> [Requirements]: Reproduce the forum thread on Backendless data permissions below verbatim and in full.

> [Document section]:
##############################

Issue with data permissions

I’ve read this documentation: https://backendless.com/documentation/data/rest/data_security.htm And unforunately I’m having an issue. From what I understand from that page if Owner Permissions for an object are set they should be used instead of User Permissions and Role Permissions. I’m currently trying to remove an object while logged in as an owner and It’s not allowing me to do so.

Maybe I misunderstood the documentation any clarification is appreciated :slight_smile:

Hi Benjamin

The documentation, you mentioned, says, that the system, goes through several security layers, where each can trim the scope of the operations.

The layered order of the decision making is important and consists of the following:

  1. ObjectACL for the user who makes the call
  2. ObjectACL for user-defined roles assigned to the user who makes the call.

##############################

> [Information shown]:
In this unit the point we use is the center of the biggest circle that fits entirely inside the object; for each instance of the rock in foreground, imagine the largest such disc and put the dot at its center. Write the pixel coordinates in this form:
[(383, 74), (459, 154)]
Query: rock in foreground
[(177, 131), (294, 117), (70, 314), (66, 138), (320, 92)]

##############################

> [Answer to the exercise]:
Issue with data permissions

I’ve read this documentation: https://backendless.com/documentation/data/rest/data_security.htm And unforunately I’m having an issue. From what I understand from that page if Owner Permissions for an object are set they should be used instead of User Permissions and Role Permissions. I’m currently trying to remove an object while logged in as an owner and It’s not allowing me to do so.

Maybe I misunderstood the documentation any clarification is appreciated :slight_smile:

Hi Benjamin

The documentation, you mentioned, says, that the system, goes through several security layers, where each can trim the scope of the operations.

The layered order of the decision making is important and consists of the following:

  1. ObjectACL for the user who makes the call
  2. ObjectACL for user-defined roles assigned to the user who makes the call.